====== FRAGMENTO SELECCIONADO
Don Juan Manuel esperaba el momento oportuno para hacer valer los derechos argentinos sobre los territorios perdidos, y no dudaría si fuese necesario en utilizar la fuerza en contra del Brasil, sostenido en el apoyo de su pueblo que había demostrado que reaccionaba vivamente cuando la soberanía nacional se veía afectada. Los críticos de Rosas sostendrán que era su personalidad la que lo impulsaba a sostener un estado de beligerancia permanente. También que la invención de enemigos externos le permitía mantener el control de la situación interna, justificando las acciones represivas.
Salvador María del Carril escribe con preocupación a Florencio Varela (ambos habían hecho de su odio al Restaurador el “leit motif” de sus vidas) el 19 de diciembre de 1845: “Rosas va a un objeto: la reconstrucción del virreynato del río de la Plata o la inauguración de un imperio argentino”.
============
====== MATERIAL DE TRABAJO
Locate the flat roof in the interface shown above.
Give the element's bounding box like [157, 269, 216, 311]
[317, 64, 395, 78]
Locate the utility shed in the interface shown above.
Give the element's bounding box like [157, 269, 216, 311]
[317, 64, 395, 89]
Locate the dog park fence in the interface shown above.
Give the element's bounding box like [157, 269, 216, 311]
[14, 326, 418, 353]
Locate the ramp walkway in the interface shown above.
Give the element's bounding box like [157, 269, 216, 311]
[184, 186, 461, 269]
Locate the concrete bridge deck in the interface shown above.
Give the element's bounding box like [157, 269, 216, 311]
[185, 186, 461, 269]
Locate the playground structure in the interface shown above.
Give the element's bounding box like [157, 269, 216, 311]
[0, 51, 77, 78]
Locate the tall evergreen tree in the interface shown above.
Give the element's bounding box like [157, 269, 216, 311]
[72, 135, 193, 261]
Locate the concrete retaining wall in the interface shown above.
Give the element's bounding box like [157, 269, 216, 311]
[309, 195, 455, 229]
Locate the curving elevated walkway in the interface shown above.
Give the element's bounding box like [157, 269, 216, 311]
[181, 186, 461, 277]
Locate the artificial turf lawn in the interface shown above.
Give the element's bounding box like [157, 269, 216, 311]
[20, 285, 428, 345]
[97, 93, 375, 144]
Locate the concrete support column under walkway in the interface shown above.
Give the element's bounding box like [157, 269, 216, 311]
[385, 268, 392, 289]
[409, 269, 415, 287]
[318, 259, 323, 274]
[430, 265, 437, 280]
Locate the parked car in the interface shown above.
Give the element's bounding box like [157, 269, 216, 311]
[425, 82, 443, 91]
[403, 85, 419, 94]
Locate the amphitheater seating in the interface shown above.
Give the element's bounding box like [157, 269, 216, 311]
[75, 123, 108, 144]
============
• CONSIGNA A: Transcribe sin cambios todas las líneas de los registros, desde la primera hasta la última.
• CONSIGNA B: Redacta la continuación del fragmento sobre Rosas a partir de la oración con que termina.
El fragmento y los registros no guardan relación entre sí.

• RESULTADO A:
Locate the flat roof in the interface shown above.
Give the element's bounding box like [157, 269, 216, 311]
[317, 64, 395, 78]
Locate the utility shed in the interface shown above.
Give the element's bounding box like [157, 269, 216, 311]
[317, 64, 395, 89]
Locate the dog park fence in the interface shown above.
Give the element's bounding box like [157, 269, 216, 311]
[14, 326, 418, 353]
Locate the ramp walkway in the interface shown above.
Give the element's bounding box like [157, 269, 216, 311]
[184, 186, 461, 269]
Locate the concrete bridge deck in the interface shown above.
Give the element's bounding box like [157, 269, 216, 311]
[185, 186, 461, 269]
Locate the playground structure in the interface shown above.
Give the element's bounding box like [157, 269, 216, 311]
[0, 51, 77, 78]
Locate the tall evergreen tree in the interface shown above.
Give the element's bounding box like [157, 269, 216, 311]
[72, 135, 193, 261]
Locate the concrete retaining wall in the interface shown above.
Give the element's bounding box like [157, 269, 216, 311]
[309, 195, 455, 229]
Locate the curving elevated walkway in the interface shown above.
Give the element's bounding box like [157, 269, 216, 311]
[181, 186, 461, 277]
Locate the artificial turf lawn in the interface shown above.
Give the element's bounding box like [157, 269, 216, 311]
[20, 285, 428, 345]
[97, 93, 375, 144]
Locate the concrete support column under walkway in the interface shown above.
Give the element's bounding box like [157, 269, 216, 311]
[385, 268, 392, 289]
[409, 269, 415, 287]
[318, 259, 323, 274]
[430, 265, 437, 280]
Locate the parked car in the interface shown above.
Give the element's bounding box like [157, 269, 216, 311]
[425, 82, 443, 91]
[403, 85, 419, 94]
Locate the amphitheater seating in the interface shown above.
Give the element's bounding box like [157, 269, 216, 311]
[75, 123, 108, 144]

• RESULTADO B:
He aquí una diferencia sustancial entre federales y unitarios: los primeros tenderán a defender el territorio y habrá en don Juan Manuel una imposible resignación a aceptar la pérdida de la Banda Oriental, por ello el apoyo a su fiel Oribe, y del Paraguay, cuya independencia jamás reconoció. Los unitarios, en cambio, urdirán incesantes operaciones que no le hacen asco a la cesión de importantes territorios de nuestro país. “Los males del Plata arrancan de la dislocación por manos foráneas del antiguo virreinato. Su unión como la de los estados norteamericanos o su concentración en un solo imperio como el Brasil, tal es el fin del Presidente Rosas”, editorializará con acierto el “Courrier de L’Havre” a mediados de 1845.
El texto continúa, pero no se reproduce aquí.